ASSIGNMENT:
Rewrite everything in the museum captions from "Carousel, 1968, acrylic" down to "cotton, acrylic leather.", changing "string" to "cord".

SUPPLIED TEXT:
[Start of section]
The bodies in the foreground are of those who got the answer wrong.
Young Lady in 1866, oil on canvas, 1866.
Edouard Manet, 1832-1883. Metropolitan Museum of Art, NY
A painting about the senses.
Photo of a Minton peacock by the BBC, UK
Peacock, lead-glazed earthenware, 1876, Minton, founded 1793. Modeled by Paul Comolera, 1818-1897, French. On loan from a private collection to the Metropolitan Museum of Art, NY
Brooch and Cufflinks, c. 1880, multicoloured gold and platinum.
Tiffany and Co., American founded 1837. Promised gift to the Metropolitan Museum of Art, NY
Angeli Laudantes, dyed wool and silk on undyed cotton warp, 1898.
Cartoon by John Henry Dearle, 1860-1932, British, based on a design by Sir Edward Burne-Jones, 1833-1898, British. Woven by Merton Abbey Tapestry Works. Metropolitan Museum of Art, NY
Vase of blown, acid-edged and gilded glass made between 1901 and 1915 by the Honesdale Decorating Company which operated in Honesdale, Pennsylvania between 1901 and 1932. Metropolitan Museum of Art, NY
Choir rail from All Angels Church, NY (demolished 1978). Limestone, installed 1900 in memory of the Cornell family.
Carved by Karl Bitter, 1867-1915, born Austria. Metropolitan Museum of Art, NY
Hair Ornament, c.1904, gold, silver, platinum, black opals, boulder opals, demantoid garnets, rubies, enamel.
Louis C. Tiffany, 1848-1933, American. Metropolitan Museum of Art, NY; photo from the web
Portrait Face Mask, wood, hemp, pigment, 19th-20th century.
Baule Peoples, Ivory Coast. Metropolitan Museum of Art, NY
Flying Dutchman, 1920, oil on board.
Man Ray, 1890-1976, American. Metropolitan Museum of Art, NY
The museum notes that the paint, applied directly with a palette, was a Dada rejection of conventional easel painting with a brush. In legend, the sails of the Flying Dutchman were in tatters and this ship was doomed to sail forever.
Carousel, 1968, acrylic on canvas.
Sam Gilliam, American born 1933. Metropolitan Museum of Art, MY
Untitled, 1977, string and nails, and details.
Kazuko Miyamoto, Japanese, born 1942. Metropolitan Museum of Art, NY.
This is string arranged taut by means of nails between wall and floor. The artist diagrammed instructions which are used every time this piece is installed.
The Sense of Sight, oil on canvas, 1986.
Christopher Le Brun, British born 1951. Metropolitan Museum of Art, NY
Hat, 2003, haute couture, black braided straw with polychrome butterflies of painted turkey feathers.
Philip Treacey, British born Ireland 1966. Metropolitan Museum of Art, NY
Between Heaven and Earth, 2006, aluminum and copper wire. El Anatsui, Ghanaian born 1944. Metropolitan Museum of Art, NY
Spring/summer 2010, polyamide, leather, cotton, acrylic leather.
Iris Van Herpen, Dutch born 1984. Metropolitan Museum of Art, NY
Right, purple synthetic satin embroidered with purple ostrich feathers, polychrome printed feathers and paper butterflies, 2018.
Jeremy Scott, American born 1975 for the House of Moschino, Italian founded 1983.
[End of section]
SOURCE MATERIAL:
[Start of section]
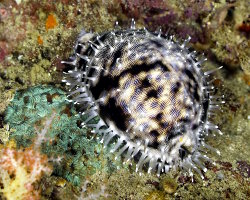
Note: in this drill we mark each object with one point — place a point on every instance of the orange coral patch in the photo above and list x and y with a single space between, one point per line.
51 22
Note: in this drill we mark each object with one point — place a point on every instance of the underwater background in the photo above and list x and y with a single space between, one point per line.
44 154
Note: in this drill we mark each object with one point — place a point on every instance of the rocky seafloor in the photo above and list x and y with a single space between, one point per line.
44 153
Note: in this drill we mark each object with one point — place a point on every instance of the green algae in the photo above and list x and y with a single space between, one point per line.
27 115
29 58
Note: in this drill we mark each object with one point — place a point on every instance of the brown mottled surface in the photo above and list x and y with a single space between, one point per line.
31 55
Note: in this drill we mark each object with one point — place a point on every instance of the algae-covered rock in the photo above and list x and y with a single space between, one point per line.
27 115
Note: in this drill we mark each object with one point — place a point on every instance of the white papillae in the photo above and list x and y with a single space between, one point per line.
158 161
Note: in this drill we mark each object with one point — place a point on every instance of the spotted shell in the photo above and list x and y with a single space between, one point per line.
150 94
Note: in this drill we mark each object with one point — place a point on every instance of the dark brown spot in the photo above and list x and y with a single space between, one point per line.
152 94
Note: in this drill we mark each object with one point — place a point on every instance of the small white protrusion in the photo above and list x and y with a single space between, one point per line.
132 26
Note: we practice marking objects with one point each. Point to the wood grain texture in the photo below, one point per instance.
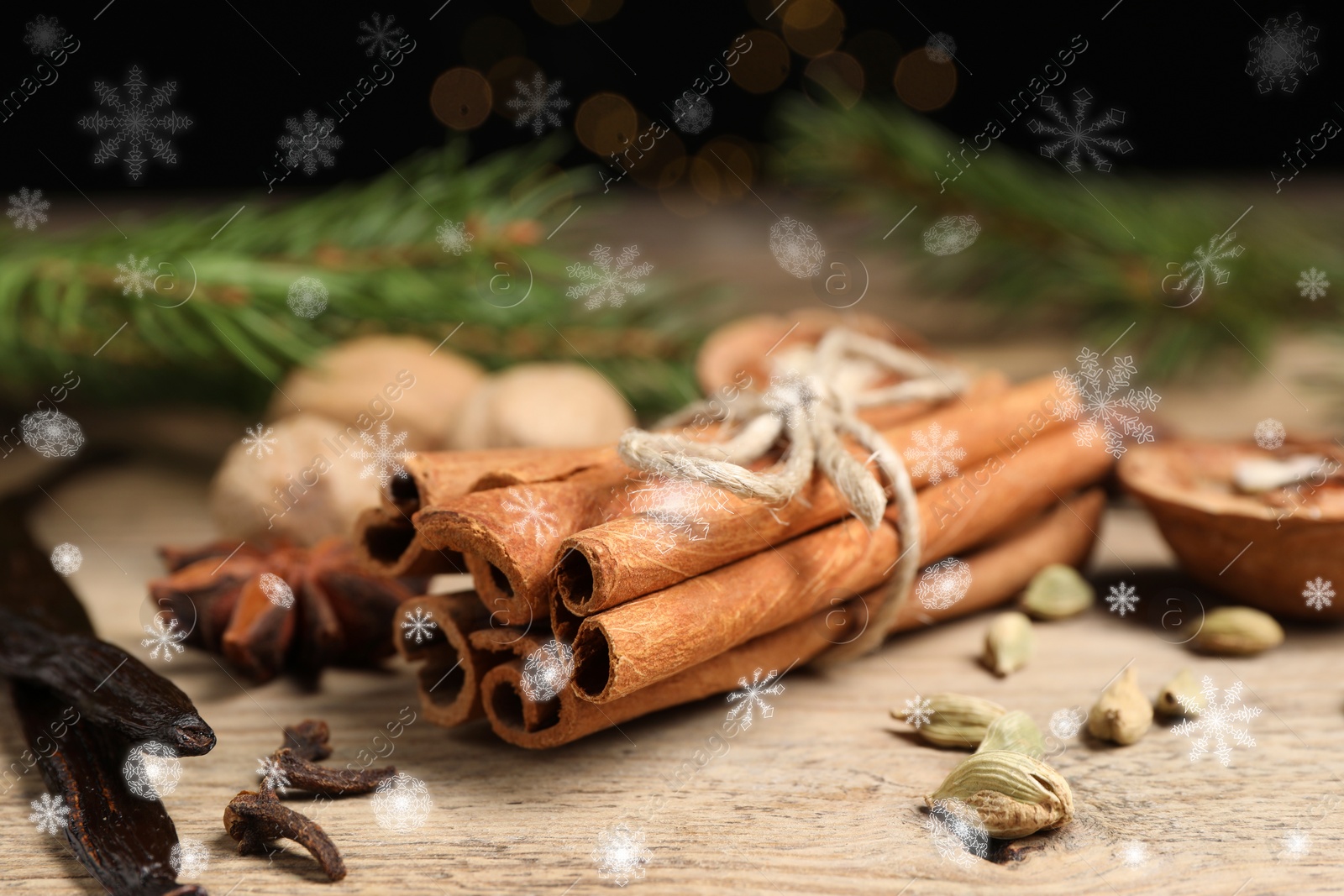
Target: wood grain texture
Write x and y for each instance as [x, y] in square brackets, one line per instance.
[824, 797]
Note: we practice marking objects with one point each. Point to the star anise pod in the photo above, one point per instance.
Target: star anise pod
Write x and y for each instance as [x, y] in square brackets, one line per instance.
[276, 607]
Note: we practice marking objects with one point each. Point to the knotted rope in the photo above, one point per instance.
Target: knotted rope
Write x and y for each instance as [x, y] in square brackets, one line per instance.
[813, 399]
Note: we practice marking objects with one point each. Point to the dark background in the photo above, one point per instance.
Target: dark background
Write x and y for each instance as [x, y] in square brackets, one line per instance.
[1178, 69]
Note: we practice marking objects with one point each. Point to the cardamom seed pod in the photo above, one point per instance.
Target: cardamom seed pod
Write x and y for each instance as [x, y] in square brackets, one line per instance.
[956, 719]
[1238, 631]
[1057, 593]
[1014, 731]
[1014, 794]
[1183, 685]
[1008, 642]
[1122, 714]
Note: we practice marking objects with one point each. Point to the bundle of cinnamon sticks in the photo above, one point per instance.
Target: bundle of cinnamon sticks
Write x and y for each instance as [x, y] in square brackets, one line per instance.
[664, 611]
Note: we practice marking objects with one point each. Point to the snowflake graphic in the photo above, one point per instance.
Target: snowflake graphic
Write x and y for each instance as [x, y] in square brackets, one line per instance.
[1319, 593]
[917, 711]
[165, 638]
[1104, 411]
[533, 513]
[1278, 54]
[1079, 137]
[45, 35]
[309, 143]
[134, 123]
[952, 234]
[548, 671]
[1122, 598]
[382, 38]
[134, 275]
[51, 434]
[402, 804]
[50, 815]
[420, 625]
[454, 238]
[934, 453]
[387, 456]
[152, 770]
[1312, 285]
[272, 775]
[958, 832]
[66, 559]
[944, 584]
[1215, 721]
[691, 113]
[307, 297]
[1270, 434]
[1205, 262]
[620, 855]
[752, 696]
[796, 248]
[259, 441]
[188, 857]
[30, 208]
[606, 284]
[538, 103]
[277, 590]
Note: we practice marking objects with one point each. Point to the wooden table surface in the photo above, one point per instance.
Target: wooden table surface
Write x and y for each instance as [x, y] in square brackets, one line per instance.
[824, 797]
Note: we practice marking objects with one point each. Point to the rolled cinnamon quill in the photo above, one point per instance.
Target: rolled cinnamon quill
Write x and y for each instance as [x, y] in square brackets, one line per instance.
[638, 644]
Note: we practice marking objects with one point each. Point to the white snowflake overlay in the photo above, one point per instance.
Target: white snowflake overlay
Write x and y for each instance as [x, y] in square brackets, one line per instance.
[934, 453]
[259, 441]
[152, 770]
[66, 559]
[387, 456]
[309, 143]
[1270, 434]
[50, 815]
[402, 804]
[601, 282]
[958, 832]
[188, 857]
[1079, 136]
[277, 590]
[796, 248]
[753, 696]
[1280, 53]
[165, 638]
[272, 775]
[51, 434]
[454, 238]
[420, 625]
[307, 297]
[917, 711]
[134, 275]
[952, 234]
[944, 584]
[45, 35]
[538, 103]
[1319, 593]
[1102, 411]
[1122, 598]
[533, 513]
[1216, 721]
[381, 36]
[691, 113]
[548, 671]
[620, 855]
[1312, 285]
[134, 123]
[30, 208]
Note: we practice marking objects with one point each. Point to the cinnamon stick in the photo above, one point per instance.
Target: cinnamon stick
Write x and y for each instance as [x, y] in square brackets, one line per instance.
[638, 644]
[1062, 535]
[End of section]
EXERCISE RESPONSE:
Carousel, 1968, acrylic on canvas.
Sam Gilliam, American born 1933. Metropolitan Museum of Art, MY
Untitled, 1977, cord and nails, and details.
Kazuko Miyamoto, Japanese, born 1942. Metropolitan Museum of Art, NY.
This is cord arranged taut by means of nails between wall and floor. The artist diagrammed instructions which are used every time this piece is installed.
The Sense of Sight, oil on canvas, 1986.
Christopher Le Brun, British born 1951. Metropolitan Museum of Art, NY
Hat, 2003, haute couture, black braided straw with polychrome butterflies of painted turkey feathers.
Philip Treacey, British born Ireland 1966. Metropolitan Museum of Art, NY
Between Heaven and Earth, 2006, aluminum and copper wire. El Anatsui, Ghanaian born 1944. Metropolitan Museum of Art, NY
Spring/summer 2010, polyamide, leather, cotton, acrylic leather.